Back in 2016, Mendez FL, Poznik GD, Castellano S, and Bustamante CD. (The Divergence of Neandertal and Modern Human Y Chromosomes. Am J Hum Genet. 2016 Apr 7;98(4):728-34. doi: 10.1016/j.ajhg.2016.02.023. PMID: 27058445; PMCID: PMC4833433) noted that Neanderthal Y chromosome was very different from that of modern humans: "The fact that the Neandertal Y we describe has never been observed in modern humans suggests that the lineage is most likely extinct. We identify protein-coding differences between Neandertal and modern human Y chromosomes, including potentially damaging changes to PCDH11Y, TMSB4Y, USP9Y, and KDM5D. Three of these changes are missense mutations in genes that produce male-specific minor histocompatibility (H-Y) antigens. Antigens derived from KDM5D, for example, are thought to elicit a maternal immune response during gestation. It is possible that incompatibilities at one or more of these genes played a role in the reproductive isolation of the two groups." This also explains why hybrids would miscarry or be stillborn. The Neanderthal Y chromosome are an outgroup to modern human Y chromosomes. This team analyzed the ∼49,000-year-old Neandertal man from El Sidrón site in Spain. But, these conclusions contradict the findings of Petr: who suggested an introgression of Anatomically Modern Humans into Neanderthals long before the El Sidrón man existed! Petr wrote (see further up): "the Y chromosomes of late Neandertals represent an extinct lineage closely related to modern human Y chromosomes that introgressed into Neanderthals.".

____________________

* Apply what you read
1 – Answer these from the passage on Neanderthal Y chromosomes:
(a) Which four genes does the 2016 study name as having potentially damaging changes?
(b) How old was the Neandertal man the team analyzed, and at what site was he found?
(c) Antigens from which gene are thought to trigger a maternal immune response during pregnancy?
2 – Carry on the passage on Neanderthal and modern human Y chromosomes, picking up right after its last sentence.

Items from a dataset
____________________

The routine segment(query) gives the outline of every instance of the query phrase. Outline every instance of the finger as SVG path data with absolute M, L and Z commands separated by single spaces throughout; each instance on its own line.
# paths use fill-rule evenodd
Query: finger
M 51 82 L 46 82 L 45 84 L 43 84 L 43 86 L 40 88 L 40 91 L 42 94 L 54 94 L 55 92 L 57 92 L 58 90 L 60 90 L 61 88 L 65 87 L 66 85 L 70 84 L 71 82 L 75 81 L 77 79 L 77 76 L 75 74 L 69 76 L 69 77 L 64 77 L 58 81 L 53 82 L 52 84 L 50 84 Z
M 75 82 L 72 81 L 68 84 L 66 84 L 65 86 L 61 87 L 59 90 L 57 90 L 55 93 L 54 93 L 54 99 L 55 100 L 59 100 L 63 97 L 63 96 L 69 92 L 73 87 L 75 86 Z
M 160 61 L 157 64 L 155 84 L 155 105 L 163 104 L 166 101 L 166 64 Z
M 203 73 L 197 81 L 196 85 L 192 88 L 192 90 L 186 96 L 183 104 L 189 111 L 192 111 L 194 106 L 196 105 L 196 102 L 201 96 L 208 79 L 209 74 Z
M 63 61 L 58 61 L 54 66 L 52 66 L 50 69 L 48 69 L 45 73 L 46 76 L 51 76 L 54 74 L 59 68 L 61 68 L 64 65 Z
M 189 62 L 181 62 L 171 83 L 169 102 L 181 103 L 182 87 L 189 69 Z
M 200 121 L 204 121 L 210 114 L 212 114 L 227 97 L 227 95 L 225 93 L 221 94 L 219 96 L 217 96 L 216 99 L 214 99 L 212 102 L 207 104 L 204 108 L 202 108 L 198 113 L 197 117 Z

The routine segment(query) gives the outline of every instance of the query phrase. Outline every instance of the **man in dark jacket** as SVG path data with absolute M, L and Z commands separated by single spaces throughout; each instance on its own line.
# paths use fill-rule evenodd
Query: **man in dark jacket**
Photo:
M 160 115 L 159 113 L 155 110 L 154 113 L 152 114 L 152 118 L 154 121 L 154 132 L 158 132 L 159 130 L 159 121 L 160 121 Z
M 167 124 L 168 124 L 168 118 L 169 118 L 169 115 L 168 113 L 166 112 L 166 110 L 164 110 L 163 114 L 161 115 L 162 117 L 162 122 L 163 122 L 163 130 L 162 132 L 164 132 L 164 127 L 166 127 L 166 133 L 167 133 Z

____________________

* Responses per task
1 –
(a) PCDH11Y, TMSB4Y, USP9Y, and KDM5D.
(b) About 49,000 years old, from the El Sidrón site in Spain.
(c) KDM5D.

2 –
These incongruences are a signal that further research is needed to clarify the picture.
Regarding Denisovans, as mentioned at the beginning of this post, they lie on an even more distant branch, and are quite distinct from Modern Human Y chromosomes.
There is the remote chance that someone out there, a man, carries a Neanderthal or a Denisovan Y chromosome. The number of people who have had their full genome sequence is around 2 million, globally, out of 8 billion people, roughly 0.025%, a very small sample. Those who have had these tests are mainly urban people in develped countries. So there is the possibility that a man in the wilderness in Turkmenistan carries a yet undetected Y chromosome of a Neanderthal or a Denisovan.
Denisovans and haplogroup P?
Getting back to the question that led me here, could the Haplogroup P be linked to Denisovan Y chromosomes? I believe the answer is no. The only possible way a Denisovan could belong to this haplogroup is that his father was a modern human carrying the haplogroup, and his mother Denisovan, he'd be a hybrid. Haplogroup P is the outcome of a long line of mutations from an original, ancestral basal lineage, i.e. the root linking A00 and other A haplogroups, in Africa. Another alternative is that the timelines of Y chromosome haplogroups is completely wrong. This option will be the subject of a future post.